Reproduce word for word the rows beginning with the one containing "Identify each clear" and continuing through the one containing "414;419;535;551", both included.

= = =

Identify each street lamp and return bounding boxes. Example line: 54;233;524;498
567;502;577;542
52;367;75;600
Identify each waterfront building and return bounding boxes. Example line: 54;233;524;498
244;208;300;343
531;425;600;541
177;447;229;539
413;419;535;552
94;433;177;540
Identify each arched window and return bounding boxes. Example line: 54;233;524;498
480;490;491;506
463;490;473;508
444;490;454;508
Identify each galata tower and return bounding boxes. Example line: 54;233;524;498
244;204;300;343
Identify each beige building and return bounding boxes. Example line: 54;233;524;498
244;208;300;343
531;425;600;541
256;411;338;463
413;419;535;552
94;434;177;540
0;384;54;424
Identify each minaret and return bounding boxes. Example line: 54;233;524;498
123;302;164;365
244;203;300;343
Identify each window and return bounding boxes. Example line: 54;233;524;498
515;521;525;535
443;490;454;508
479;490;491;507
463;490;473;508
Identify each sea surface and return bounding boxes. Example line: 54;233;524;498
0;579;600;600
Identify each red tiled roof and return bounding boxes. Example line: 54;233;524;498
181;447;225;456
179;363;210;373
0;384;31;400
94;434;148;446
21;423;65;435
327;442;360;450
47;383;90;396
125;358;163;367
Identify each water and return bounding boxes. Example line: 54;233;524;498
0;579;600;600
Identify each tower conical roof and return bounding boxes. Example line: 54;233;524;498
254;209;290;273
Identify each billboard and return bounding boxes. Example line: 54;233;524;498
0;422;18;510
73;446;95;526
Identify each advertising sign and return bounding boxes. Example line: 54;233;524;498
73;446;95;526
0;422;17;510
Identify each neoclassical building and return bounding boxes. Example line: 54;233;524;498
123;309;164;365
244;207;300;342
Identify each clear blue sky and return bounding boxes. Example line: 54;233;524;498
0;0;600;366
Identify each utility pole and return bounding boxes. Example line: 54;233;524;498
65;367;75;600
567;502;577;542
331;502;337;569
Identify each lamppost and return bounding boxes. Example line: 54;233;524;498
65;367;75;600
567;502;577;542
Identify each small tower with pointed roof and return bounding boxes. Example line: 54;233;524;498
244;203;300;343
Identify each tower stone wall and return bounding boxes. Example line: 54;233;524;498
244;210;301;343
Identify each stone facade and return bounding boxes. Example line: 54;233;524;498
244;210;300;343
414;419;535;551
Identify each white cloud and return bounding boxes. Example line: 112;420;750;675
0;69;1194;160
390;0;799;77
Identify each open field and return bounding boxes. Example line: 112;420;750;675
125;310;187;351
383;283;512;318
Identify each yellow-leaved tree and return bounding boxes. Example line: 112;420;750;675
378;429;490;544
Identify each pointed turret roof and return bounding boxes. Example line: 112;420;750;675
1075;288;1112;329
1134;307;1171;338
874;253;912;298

= = =

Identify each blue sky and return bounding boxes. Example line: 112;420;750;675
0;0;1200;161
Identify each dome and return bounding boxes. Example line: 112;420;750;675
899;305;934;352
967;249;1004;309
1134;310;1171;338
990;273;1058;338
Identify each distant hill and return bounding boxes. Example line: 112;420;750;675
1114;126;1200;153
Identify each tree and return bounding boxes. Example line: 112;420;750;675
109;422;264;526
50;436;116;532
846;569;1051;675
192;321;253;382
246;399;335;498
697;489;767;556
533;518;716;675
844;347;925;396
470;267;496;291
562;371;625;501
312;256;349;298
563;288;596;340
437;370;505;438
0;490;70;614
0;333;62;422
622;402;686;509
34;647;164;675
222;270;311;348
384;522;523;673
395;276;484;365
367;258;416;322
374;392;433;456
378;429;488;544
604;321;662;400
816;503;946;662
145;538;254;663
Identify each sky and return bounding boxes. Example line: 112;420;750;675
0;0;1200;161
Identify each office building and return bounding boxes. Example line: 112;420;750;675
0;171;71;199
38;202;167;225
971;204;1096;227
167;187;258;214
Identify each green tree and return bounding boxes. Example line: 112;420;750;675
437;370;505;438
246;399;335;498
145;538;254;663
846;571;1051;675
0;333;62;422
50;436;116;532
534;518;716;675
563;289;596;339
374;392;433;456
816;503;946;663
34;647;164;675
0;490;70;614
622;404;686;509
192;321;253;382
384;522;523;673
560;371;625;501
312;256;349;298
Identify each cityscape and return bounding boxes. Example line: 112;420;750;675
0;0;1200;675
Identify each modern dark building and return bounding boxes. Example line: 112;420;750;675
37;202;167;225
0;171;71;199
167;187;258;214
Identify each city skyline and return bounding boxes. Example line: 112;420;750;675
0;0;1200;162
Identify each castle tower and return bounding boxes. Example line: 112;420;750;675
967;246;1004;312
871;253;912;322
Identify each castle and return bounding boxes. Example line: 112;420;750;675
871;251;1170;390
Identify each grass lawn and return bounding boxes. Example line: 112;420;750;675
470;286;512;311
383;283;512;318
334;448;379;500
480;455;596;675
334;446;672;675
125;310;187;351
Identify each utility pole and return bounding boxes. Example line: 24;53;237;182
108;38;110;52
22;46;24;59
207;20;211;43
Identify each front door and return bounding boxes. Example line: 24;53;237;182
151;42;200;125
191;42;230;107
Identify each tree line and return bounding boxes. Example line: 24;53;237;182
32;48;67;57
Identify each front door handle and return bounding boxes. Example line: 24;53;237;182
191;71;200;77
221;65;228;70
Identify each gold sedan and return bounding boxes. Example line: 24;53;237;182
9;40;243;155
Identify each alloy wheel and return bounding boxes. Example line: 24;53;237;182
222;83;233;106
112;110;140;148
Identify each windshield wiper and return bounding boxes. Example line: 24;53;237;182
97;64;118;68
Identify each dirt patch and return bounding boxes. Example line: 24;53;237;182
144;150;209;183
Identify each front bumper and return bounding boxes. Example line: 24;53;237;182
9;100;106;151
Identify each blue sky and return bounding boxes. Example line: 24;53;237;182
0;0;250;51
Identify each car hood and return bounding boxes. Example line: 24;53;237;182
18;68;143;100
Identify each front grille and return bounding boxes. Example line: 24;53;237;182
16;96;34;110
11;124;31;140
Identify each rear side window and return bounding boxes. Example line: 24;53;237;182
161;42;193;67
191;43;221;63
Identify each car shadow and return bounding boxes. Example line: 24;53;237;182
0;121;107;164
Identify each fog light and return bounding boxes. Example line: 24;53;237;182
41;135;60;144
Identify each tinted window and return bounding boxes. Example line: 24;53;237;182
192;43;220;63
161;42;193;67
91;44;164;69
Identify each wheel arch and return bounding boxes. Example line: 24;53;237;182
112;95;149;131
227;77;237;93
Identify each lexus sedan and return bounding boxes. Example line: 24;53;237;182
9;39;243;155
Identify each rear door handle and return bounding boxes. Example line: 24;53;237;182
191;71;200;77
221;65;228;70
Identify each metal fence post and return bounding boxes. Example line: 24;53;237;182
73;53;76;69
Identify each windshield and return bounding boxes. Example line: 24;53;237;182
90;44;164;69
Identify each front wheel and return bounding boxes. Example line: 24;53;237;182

= = =

### RIGHT ANSWER
Identify each clear blue sky and return bounding boxes. Example line: 54;233;524;498
0;0;600;366
Identify each utility pole and return bounding boxes. Example line: 54;233;524;498
65;367;75;600
567;502;577;542
331;502;337;569
Identify each lamppost and return bounding boxes. Example line: 54;233;524;498
65;367;75;600
567;502;577;542
Identify each small tower with pointed roof and return bounding boxes. Example line: 54;233;524;498
244;203;300;343
Identify each tower stone wall and return bounding boxes. Example line: 54;233;524;498
244;210;301;343
Identify each stone facade and return bounding boxes. Example line: 54;233;524;498
244;210;300;343
414;419;535;551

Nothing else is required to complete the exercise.